Note that we cannot directly multiply the selectivity by the number of pages in each table that we are joining to find the estimated output size in pages. To see why, suppose we had two relations, \(R\) and \(S\), with only 1 page each and 5 tuples per page (\([R] = [S] = 1, |R| = |S| = 5\)). For simplicity, let’s also assume that the join’s selectivity is \(1\) (i.e. all the tuples in the Cartesian Product between \(R\) and \(S\) are in the output).

Then, the number of output tuples would equal the number of tuples in the Cartesian Product: \(|R| \times |S| = 5 \times 5 = 25\). In this example, \(25\) joined tuples would take up more space than the \([R] \times [S] = 1\) page estimate we would get if we directly multiplied the number of pages in each relation!

Common Heuristics

Heuristics 启发式

There are way too many possible query plans for a reasonably complex query to analyze them all. We need some way to cut down the number of plans that we actually consider. For this reason, we will use a few heuristics:

  1. Push down projects (\(\pi\)) and selects (\(\sigma\)) as far as they can go
  2. Only consider left deep plans
  3. Do not consider cross joins (=Cartesian Product) unless they are the only option

The first heuristic says that we will push down projects and selects as far as they can go. We touched on why pushing down selects will be beneficial. It reduces the number of pages the other operators have to deal with. But why is pushing projects down beneficial? It turns out this also reduces the number of pages future operators need to deal with. Because projects eliminate columns, the rows become smaller, meaning we can fit more of them on a page, and thus there are fewer pages! Note that you can only project away columns that are not used in the rest of the query (i.e. if they are in a SELECT or a WHERE clause that hasn’t yet been evaluated you can’t get rid of the column).

*DATA SUPPLIED*.
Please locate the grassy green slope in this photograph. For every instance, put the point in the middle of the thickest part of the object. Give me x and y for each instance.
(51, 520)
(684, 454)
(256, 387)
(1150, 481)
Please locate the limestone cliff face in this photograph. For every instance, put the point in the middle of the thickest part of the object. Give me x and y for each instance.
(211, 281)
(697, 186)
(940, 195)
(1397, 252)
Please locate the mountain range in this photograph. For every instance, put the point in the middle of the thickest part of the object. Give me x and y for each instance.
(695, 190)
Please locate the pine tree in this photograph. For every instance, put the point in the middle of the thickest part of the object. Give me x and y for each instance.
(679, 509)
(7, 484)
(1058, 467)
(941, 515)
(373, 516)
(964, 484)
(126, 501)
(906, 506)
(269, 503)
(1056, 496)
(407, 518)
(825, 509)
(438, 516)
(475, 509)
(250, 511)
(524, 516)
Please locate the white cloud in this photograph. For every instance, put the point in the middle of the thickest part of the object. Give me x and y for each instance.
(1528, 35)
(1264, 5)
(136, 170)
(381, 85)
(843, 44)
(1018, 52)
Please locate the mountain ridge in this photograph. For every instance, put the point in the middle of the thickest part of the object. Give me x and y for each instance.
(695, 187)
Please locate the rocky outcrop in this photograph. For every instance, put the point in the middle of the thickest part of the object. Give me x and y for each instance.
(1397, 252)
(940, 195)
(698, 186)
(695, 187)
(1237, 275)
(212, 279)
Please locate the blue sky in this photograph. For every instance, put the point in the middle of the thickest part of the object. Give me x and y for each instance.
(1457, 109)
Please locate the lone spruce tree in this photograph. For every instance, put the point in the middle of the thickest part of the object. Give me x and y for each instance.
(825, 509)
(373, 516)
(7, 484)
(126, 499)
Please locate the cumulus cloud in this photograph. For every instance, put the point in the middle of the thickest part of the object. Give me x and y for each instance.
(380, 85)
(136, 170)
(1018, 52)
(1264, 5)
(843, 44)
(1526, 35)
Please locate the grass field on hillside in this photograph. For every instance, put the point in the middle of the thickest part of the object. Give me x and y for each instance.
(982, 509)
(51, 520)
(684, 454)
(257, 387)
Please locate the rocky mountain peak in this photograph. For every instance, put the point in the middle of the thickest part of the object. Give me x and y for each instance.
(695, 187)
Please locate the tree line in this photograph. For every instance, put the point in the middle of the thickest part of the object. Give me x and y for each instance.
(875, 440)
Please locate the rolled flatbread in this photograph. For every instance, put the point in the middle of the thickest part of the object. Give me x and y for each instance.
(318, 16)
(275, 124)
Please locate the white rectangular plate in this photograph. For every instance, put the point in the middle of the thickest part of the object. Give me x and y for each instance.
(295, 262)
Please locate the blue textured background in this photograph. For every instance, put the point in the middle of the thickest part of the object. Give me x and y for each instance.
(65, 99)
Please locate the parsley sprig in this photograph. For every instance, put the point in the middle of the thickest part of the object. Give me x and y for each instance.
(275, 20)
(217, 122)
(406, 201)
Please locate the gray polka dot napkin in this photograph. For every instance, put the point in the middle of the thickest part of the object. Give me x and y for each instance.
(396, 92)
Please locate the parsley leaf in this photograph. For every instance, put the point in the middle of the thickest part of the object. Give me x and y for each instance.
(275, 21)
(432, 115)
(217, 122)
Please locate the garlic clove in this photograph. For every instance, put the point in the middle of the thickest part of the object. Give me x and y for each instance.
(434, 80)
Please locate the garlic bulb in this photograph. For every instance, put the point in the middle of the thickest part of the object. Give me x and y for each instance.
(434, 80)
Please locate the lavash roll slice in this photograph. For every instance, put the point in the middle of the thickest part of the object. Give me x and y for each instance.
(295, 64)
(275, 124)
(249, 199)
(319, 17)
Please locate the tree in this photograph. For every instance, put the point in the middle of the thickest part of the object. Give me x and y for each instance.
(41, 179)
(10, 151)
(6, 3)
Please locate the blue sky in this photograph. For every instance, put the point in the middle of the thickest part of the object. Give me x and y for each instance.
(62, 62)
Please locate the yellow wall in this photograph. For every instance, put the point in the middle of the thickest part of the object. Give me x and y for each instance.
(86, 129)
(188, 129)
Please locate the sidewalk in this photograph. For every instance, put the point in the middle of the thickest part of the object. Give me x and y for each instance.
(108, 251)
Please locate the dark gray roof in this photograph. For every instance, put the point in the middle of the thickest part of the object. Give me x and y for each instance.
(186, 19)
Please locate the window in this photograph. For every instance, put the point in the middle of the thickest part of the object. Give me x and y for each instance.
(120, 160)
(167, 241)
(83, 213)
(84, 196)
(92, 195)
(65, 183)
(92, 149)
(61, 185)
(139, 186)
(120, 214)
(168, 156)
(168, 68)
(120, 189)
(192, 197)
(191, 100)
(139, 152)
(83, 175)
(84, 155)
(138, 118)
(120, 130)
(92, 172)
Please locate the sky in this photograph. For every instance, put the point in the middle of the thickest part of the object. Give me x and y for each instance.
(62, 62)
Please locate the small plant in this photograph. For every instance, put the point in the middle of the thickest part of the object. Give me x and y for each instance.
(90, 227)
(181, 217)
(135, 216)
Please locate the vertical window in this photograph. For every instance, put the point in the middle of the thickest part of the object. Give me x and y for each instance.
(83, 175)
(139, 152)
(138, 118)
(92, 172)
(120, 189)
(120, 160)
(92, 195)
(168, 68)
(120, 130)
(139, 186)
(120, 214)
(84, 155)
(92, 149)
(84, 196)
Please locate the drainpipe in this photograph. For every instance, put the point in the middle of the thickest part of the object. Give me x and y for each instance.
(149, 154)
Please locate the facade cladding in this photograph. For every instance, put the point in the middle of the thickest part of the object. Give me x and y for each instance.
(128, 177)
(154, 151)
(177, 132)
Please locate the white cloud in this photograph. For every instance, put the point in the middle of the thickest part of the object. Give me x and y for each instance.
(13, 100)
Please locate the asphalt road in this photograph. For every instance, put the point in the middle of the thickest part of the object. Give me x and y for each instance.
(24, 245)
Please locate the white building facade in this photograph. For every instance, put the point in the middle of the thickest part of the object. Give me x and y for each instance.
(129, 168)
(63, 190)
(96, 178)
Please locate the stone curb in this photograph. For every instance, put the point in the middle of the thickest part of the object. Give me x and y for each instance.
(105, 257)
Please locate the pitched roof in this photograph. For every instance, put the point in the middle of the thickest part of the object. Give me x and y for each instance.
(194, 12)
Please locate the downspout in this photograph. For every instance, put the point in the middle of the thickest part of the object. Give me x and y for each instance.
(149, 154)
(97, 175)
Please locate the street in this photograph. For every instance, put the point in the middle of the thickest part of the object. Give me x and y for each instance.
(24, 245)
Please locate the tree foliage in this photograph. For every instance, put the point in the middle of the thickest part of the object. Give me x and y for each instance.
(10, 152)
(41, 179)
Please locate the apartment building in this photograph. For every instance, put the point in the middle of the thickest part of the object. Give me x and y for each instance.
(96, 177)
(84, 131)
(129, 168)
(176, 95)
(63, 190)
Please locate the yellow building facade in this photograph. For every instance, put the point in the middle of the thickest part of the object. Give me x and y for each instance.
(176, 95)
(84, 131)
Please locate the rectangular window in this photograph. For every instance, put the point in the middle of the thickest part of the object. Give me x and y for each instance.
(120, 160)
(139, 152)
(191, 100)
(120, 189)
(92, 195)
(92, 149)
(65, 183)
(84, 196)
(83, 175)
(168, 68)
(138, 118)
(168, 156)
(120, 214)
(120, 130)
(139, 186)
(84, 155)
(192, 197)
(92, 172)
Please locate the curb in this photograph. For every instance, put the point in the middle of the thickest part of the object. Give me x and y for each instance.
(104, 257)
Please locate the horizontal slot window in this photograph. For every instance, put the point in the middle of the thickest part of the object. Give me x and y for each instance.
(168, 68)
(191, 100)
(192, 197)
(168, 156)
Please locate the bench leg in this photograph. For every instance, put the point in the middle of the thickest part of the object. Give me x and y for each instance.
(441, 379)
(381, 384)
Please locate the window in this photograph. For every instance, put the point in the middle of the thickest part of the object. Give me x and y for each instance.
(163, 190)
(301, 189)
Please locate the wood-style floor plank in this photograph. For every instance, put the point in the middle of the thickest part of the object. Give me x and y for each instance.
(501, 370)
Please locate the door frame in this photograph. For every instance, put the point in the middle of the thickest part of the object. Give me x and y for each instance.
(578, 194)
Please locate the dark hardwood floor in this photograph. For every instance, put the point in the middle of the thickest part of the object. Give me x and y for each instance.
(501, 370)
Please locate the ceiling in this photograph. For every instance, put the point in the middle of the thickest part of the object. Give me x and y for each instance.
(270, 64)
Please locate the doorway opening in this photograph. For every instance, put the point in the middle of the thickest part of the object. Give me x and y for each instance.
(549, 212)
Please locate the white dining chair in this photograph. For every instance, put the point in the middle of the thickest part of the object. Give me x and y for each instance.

*TO-DO LIST*.
a) Count the lines in the listing that contain the string "horizontal", treating uppercase and lowercase as distinct, and reply with the number alone.
b) Extend the excerpt on query optimization heuristics, picking up after its final sentence.

*RESPONSES FOR EACH TASK*.
a) 1

b)
The second heuristic says to only consider left deep plans. A left deep plan is a plan where all of the right tables in a join are the base tables (in other words, the right side is never the result of a join itself, it can only be one of the original tables). The following diagram gives some examples of what are and what are not left-deep plans.

alt text

Left deep plans are beneficial for two main reasons. First, only considering them greatly reduces the plan space. The plan space is factorial in the number of relations, but it is a lot smaller than it would be if we considered every plan. Second, these plans can be fully pipelined, meaning that we can pass the pages up one at a time to the next join operator – we don’t actually have to write the result of a join to disk.

The third heuristic is beneficial because cross joins produce a ton of pages which makes the operators above the cross join perform many I/Os. We want to avoid that whenever possible.

Pass 1 of System R

The query optimizer that we will study in this class is called System R. System R uses all of the heuristics that we mentioned in the previous section. The first pass of System R determines how to access tables optimally or interestingly (we will define interesting in a bit).

We have two options for how to access tables during the first pass:

  1. Full Scan
  2. Index Scan (for every index the table has built on it)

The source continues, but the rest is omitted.